• **DATA SUPPLIED**
/---

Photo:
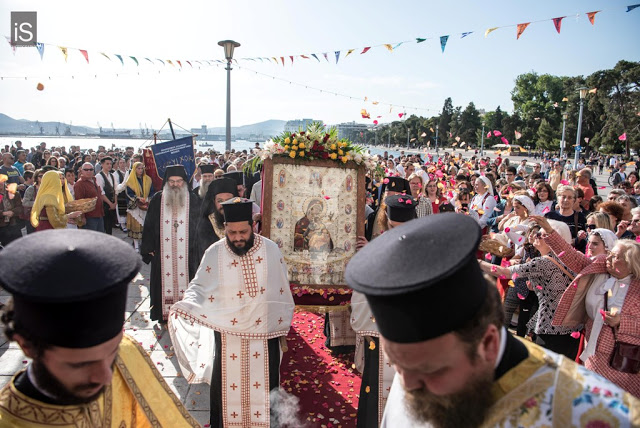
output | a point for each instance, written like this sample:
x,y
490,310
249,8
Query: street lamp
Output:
x,y
482,143
583,94
229,46
564,124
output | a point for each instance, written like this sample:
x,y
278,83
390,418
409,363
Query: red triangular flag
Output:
x,y
85,54
557,22
521,28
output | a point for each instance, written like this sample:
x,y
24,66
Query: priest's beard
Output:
x,y
248,244
467,408
51,386
174,197
202,190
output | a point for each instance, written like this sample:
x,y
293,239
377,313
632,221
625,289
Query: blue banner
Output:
x,y
175,152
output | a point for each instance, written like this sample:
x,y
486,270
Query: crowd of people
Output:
x,y
564,255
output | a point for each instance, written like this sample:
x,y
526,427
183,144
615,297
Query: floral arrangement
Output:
x,y
317,143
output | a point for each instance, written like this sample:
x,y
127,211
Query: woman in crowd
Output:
x,y
417,191
139,191
544,198
605,297
48,210
548,278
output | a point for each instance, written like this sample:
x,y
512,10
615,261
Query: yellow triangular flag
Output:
x,y
486,33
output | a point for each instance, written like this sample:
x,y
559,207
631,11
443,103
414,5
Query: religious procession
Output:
x,y
308,282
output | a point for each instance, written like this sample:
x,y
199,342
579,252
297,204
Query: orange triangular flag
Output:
x,y
521,28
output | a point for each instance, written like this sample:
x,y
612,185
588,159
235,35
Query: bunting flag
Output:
x,y
489,31
521,28
40,47
557,22
443,42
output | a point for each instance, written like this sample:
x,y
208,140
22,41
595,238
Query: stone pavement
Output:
x,y
155,341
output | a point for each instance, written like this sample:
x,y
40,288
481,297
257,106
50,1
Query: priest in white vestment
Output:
x,y
226,330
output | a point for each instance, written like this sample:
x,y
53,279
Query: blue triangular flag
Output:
x,y
443,42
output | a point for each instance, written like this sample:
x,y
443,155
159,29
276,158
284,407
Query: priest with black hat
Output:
x,y
226,330
210,227
168,241
67,313
441,326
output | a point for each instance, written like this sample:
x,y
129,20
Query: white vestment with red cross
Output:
x,y
246,299
174,248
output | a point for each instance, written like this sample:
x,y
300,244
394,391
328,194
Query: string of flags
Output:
x,y
337,54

\---

• **WHAT THE EXERCISE ASKS**
Transcribe the full listing above exactly as it stands, minus the pictures.

• **THE RESPONSE**
Photo:
output | a point for each instance, written like this sample:
x,y
490,310
249,8
Query: street lamp
Output:
x,y
482,143
583,94
229,46
564,124
output | a point for each instance, written like this sample:
x,y
278,83
390,418
409,363
Query: red triangular flag
Output:
x,y
85,54
557,22
521,28
output | a point for each instance, written like this sample:
x,y
24,66
Query: priest's beard
Output:
x,y
248,244
467,408
51,386
174,197
202,190
output | a point for each instance, written like this sample:
x,y
293,239
377,313
632,221
625,289
Query: blue banner
Output:
x,y
175,152
output | a point for each instance, written like this sample:
x,y
486,270
Query: crowd of people
Output:
x,y
564,255
output | a point for each instance, written like this sample:
x,y
526,427
183,144
615,297
Query: floral arrangement
Output:
x,y
317,143
output | a point for each instance, written like this sample:
x,y
127,211
Query: woman in crowd
Output:
x,y
417,191
139,191
544,198
605,297
48,210
548,278
output | a point for each instance, written like this sample:
x,y
512,10
615,261
Query: yellow triangular flag
Output:
x,y
486,33
output | a point for each instance, written like this sample:
x,y
559,207
631,11
443,103
414,5
Query: religious procession
Output:
x,y
308,282
output | a point for each instance, written like this sample:
x,y
199,342
579,252
297,204
Query: orange triangular flag
Output:
x,y
521,28
output | a point for each instance, written like this sample:
x,y
612,185
588,159
235,35
Query: bunting flag
Output:
x,y
489,31
521,28
40,47
557,22
443,42
output | a point for each instance, written like this sample:
x,y
208,140
22,41
595,238
Query: stone pavement
Output:
x,y
155,341
output | a point for each instance, written like this sample:
x,y
40,288
481,297
257,106
50,1
Query: priest in white vestment
Output:
x,y
226,330
output | a point for each instance, written like this sample:
x,y
53,279
Query: blue triangular flag
Output:
x,y
443,42
output | a point for each instance, written like this sample:
x,y
443,155
159,29
276,158
284,407
Query: priest with black hat
Output:
x,y
226,330
210,227
168,241
67,313
441,326
output | a point for each instance, written like this sample:
x,y
129,20
Query: white vestment with red cross
Output:
x,y
246,299
174,248
output | a point for each instance, written like this sample:
x,y
300,244
394,391
328,194
Query: string of flags
Output:
x,y
337,54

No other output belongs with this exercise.